Page text:
----

Several macros allow user control over features:
* BOOST_ENDIAN_NO_CTORS causes `class endian_arithmetic` to have no
constructors. The intended use is for compiling user code that must be portable
between compilers regardless of {cpp}11
http://www.open-std.org/jtc1/sc22/wg21/docs/papers/2007/n2346.htm[Defaulted
Functions] support. Use of constructors will always fail,
* BOOST_ENDIAN_FORCE_PODNESS causes BOOST_ENDIAN_NO_CTORS to be defined if
the compiler does not support {cpp}11
http://www.open-std.org/jtc1/sc22/wg21/docs/papers/2007/n2346.htm[Defaulted
Functions]. This is ensures that objects of `class endian_arithmetic` are PODs,
and so can be used in {cpp}03 unions. In {cpp}11, `class endian_arithmetic`
objects are PODs, even though they have constructors, so can always be used in
unions.
## Acknowledgements
Original design developed by Darin Adler based on classes developed by Mark
Borgerding. Four original class templates combined into a single
`endian_arithmetic` class template by Beman Dawes, who put the library together,
provided documentation, added the typedefs, and also added the
`unrolled_byte_loops` sign partial specialization to correctly extend the sign
when cover integer size differs from endian representation size.

----

(Entries from an annotation dataset)
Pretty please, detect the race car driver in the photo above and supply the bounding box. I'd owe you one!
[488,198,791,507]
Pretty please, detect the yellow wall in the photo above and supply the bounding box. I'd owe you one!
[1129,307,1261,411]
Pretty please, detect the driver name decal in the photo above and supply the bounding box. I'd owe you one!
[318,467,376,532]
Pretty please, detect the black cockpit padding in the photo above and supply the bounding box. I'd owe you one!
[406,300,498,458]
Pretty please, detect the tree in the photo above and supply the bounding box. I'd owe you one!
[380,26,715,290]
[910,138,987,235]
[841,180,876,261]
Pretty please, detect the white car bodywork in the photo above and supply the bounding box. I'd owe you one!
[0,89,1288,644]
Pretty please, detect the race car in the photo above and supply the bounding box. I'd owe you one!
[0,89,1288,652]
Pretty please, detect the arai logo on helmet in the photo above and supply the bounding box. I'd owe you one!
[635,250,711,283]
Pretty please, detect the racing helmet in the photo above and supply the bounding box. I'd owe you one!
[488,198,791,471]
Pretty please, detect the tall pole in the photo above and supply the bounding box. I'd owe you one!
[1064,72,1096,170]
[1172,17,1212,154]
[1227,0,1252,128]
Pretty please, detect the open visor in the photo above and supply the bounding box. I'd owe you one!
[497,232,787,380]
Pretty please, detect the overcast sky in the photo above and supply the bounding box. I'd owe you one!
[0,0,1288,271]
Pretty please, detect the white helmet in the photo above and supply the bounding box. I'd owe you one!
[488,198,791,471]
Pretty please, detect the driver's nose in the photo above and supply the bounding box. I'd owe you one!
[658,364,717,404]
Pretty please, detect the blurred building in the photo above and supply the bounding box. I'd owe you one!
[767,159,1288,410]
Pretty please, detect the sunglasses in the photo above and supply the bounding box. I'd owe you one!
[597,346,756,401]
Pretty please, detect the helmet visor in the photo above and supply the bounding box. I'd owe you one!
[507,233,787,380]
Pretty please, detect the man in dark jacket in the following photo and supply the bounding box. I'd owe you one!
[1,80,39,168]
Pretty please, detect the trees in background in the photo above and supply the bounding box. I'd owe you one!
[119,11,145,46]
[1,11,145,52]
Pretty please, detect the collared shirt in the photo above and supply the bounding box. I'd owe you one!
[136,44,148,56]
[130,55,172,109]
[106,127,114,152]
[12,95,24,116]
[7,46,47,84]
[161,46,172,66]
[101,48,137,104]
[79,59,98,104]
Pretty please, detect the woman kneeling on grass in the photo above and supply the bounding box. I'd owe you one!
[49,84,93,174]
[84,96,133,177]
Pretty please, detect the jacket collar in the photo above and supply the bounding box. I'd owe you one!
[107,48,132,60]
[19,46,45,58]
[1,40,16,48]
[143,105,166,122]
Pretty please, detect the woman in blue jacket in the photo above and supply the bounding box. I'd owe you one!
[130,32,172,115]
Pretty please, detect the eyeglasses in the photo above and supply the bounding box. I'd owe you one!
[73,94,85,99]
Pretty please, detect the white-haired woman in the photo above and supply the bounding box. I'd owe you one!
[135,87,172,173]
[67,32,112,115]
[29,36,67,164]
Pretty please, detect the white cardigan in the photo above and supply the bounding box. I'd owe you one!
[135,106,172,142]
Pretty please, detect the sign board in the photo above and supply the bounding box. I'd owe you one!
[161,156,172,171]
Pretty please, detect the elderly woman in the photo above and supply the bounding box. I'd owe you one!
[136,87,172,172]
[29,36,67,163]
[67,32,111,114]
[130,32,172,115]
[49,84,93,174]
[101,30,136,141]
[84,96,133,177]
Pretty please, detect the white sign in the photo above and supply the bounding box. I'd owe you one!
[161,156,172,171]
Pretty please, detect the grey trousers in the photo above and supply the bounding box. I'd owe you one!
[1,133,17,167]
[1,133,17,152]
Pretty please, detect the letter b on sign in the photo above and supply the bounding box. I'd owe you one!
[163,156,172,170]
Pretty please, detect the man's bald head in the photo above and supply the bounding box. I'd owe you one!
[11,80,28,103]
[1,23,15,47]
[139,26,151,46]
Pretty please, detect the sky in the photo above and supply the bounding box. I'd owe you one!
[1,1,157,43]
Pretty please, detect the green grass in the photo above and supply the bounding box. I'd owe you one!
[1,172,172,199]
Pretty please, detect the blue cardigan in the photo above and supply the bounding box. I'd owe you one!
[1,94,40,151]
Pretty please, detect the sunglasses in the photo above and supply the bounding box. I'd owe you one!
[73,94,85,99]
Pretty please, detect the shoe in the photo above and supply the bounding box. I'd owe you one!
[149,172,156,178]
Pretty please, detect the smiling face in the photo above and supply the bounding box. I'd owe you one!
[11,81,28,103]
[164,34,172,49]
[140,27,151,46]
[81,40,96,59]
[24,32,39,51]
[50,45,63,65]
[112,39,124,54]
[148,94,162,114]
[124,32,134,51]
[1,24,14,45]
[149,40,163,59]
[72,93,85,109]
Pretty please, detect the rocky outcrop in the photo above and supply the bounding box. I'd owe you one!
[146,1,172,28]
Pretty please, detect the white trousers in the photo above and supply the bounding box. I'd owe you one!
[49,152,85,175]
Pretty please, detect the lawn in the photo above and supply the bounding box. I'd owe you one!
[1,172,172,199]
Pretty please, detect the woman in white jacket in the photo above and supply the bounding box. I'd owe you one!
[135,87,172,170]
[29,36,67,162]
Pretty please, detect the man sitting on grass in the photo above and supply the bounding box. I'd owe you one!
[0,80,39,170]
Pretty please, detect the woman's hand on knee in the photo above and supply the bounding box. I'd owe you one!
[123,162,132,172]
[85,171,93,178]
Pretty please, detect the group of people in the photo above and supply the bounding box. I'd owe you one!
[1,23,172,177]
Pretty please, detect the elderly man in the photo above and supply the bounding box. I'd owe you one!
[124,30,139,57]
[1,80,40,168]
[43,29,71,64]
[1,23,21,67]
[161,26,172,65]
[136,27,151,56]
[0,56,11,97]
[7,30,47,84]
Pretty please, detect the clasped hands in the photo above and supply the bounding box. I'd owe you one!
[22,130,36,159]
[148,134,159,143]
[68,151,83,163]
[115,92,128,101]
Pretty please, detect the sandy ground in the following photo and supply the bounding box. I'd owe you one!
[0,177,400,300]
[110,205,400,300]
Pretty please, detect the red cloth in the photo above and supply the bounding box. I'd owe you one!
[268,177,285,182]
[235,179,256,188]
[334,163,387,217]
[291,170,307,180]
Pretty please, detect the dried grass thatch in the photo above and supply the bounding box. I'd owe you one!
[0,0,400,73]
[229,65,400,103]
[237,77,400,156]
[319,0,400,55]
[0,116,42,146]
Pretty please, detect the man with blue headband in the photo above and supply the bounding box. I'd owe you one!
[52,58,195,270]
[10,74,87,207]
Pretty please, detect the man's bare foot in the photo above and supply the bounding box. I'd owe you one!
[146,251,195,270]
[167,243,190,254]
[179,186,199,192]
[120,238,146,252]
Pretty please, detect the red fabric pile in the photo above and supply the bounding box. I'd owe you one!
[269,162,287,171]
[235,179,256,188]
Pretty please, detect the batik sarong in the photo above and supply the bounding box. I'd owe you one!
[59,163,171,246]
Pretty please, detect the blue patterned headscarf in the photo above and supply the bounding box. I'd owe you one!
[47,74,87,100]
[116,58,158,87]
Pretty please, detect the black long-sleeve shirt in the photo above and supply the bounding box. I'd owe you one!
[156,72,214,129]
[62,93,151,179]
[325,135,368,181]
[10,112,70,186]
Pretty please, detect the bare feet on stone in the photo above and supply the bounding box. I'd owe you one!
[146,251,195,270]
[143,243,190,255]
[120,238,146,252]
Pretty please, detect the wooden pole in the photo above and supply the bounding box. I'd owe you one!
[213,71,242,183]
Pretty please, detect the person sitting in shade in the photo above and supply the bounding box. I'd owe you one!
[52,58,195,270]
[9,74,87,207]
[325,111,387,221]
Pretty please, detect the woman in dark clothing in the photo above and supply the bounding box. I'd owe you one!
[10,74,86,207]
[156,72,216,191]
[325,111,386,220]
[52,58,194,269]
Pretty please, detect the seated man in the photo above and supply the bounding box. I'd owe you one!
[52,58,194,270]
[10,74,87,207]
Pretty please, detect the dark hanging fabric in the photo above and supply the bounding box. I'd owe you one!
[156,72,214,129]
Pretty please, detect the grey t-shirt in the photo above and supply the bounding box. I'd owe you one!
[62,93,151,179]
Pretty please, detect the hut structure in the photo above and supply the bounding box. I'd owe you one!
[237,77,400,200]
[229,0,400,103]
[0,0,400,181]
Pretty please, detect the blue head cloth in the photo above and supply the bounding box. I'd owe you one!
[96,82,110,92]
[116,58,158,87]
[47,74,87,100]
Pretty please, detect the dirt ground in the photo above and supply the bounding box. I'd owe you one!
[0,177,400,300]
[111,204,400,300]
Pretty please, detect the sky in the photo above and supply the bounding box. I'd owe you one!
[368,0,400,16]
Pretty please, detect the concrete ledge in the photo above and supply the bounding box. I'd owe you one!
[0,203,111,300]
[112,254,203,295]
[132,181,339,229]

----

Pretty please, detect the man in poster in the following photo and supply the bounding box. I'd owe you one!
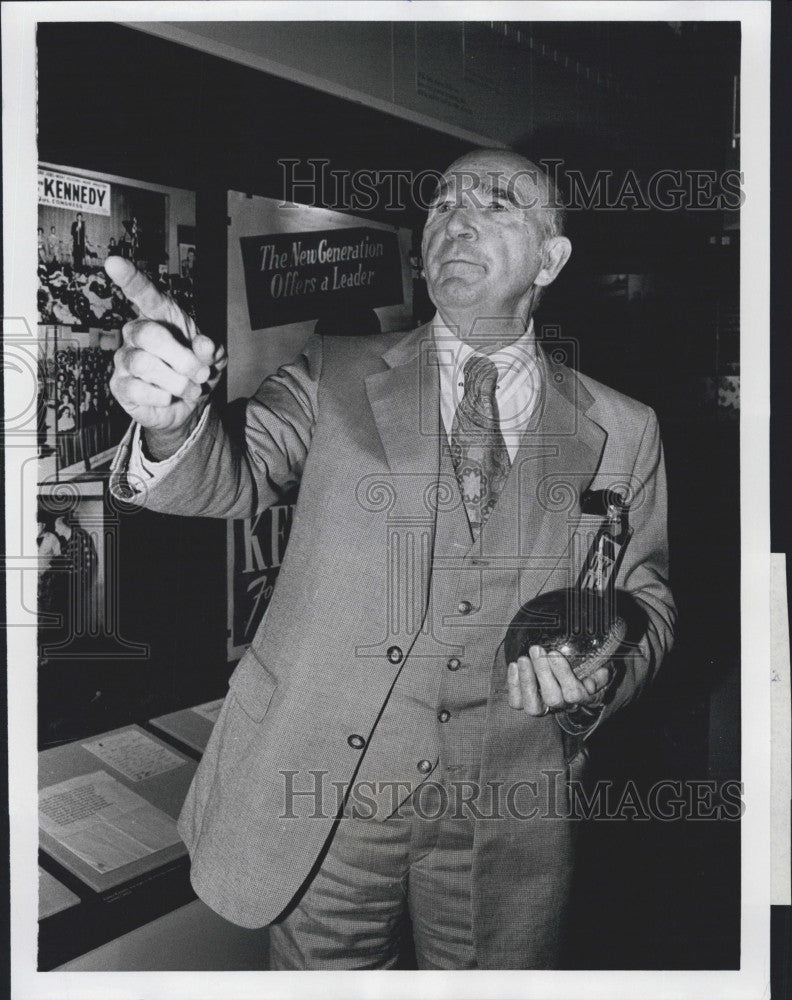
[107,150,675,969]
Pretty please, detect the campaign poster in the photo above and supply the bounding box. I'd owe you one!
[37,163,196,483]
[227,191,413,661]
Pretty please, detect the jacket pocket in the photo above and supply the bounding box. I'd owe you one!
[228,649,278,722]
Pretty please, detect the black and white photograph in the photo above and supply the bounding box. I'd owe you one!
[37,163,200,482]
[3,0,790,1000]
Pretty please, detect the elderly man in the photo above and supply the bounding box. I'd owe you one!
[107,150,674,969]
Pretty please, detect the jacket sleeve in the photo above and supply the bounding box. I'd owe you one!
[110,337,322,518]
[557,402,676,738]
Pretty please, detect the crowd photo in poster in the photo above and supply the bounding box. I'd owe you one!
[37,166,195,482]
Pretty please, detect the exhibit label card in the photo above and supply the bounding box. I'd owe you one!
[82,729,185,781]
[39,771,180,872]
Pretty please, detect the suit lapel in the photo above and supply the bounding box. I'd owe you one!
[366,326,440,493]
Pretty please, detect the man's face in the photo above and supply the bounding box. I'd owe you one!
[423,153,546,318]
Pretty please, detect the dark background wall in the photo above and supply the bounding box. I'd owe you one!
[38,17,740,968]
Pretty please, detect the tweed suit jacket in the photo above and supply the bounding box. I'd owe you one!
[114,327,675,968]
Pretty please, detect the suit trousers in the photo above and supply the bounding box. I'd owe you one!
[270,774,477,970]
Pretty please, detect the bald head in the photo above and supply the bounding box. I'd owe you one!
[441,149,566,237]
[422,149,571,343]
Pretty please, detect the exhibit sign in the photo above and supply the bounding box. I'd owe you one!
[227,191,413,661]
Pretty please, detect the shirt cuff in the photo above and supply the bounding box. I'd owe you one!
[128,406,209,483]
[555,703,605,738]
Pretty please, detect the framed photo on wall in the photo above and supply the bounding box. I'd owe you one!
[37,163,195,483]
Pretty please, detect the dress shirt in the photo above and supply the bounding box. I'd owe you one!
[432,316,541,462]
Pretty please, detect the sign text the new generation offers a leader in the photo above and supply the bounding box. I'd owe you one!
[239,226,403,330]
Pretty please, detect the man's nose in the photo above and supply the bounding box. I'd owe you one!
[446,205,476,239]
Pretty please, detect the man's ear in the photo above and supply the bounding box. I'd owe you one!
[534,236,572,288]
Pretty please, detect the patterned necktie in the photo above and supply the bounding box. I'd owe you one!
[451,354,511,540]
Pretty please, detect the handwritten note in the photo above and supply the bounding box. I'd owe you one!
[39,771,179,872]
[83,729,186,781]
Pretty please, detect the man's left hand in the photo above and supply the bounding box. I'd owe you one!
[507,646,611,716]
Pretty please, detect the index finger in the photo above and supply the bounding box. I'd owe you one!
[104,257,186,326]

----

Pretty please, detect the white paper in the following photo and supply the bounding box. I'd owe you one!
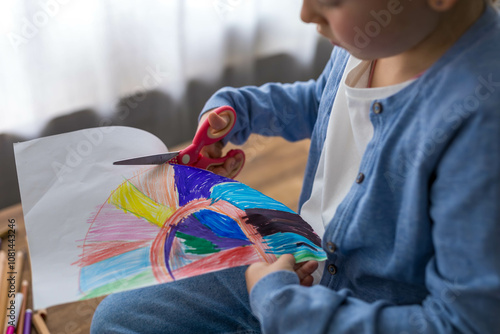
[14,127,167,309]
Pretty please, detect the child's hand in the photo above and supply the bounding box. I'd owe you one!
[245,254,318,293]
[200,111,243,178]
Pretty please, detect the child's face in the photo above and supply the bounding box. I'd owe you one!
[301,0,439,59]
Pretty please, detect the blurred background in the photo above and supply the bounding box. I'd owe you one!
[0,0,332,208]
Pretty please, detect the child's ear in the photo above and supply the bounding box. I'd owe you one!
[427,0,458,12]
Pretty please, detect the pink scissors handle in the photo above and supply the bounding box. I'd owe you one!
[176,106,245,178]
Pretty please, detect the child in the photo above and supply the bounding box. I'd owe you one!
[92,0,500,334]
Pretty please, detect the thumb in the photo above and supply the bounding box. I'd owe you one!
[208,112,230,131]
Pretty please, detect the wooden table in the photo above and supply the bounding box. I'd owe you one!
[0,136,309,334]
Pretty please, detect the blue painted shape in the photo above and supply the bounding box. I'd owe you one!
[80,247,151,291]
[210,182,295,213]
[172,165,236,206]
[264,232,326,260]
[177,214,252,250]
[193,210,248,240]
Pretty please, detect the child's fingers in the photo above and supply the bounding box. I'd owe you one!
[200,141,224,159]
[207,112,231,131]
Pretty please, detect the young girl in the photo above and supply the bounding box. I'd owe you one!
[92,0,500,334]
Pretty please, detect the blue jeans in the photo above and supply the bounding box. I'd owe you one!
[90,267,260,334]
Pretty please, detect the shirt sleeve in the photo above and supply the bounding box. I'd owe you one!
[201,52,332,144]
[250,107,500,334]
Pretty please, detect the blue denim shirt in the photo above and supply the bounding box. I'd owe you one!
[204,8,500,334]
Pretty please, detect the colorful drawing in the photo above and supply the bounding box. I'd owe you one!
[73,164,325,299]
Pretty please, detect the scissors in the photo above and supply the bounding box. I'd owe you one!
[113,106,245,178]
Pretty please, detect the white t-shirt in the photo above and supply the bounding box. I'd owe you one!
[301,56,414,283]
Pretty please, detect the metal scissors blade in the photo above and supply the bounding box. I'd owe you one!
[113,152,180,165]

----

Task objective: Can you echo back the full text about the Boost endian macros shown above, word for word?

Task solution:
Several macros allow user control over features:
* BOOST_ENDIAN_NO_CTORS causes `class endian_arithmetic` to have no
constructors. The intended use is for compiling user code that must be portable
between compilers regardless of {cpp}11
http://www.open-std.org/jtc1/sc22/wg21/docs/papers/2007/n2346.htm[Defaulted
Functions] support. Use of constructors will always fail,
* BOOST_ENDIAN_FORCE_PODNESS causes BOOST_ENDIAN_NO_CTORS to be defined if
the compiler does not support {cpp}11
http://www.open-std.org/jtc1/sc22/wg21/docs/papers/2007/n2346.htm[Defaulted
Functions]. This is ensures that objects of `class endian_arithmetic` are PODs,
and so can be used in {cpp}03 unions. In {cpp}11, `class endian_arithmetic`
objects are PODs, even though they have constructors, so can always be used in
unions.
## Acknowledgements
Original design developed by Darin Adler based on classes developed by Mark
Borgerding. Four original class templates combined into a single
`endian_arithmetic` class template by Beman Dawes, who put the library together,
provided documentation, added the typedefs, and also added the
`unrolled_byte_loops` sign partial specialization to correctly extend the sign
when cover integer size differs from endian representation size.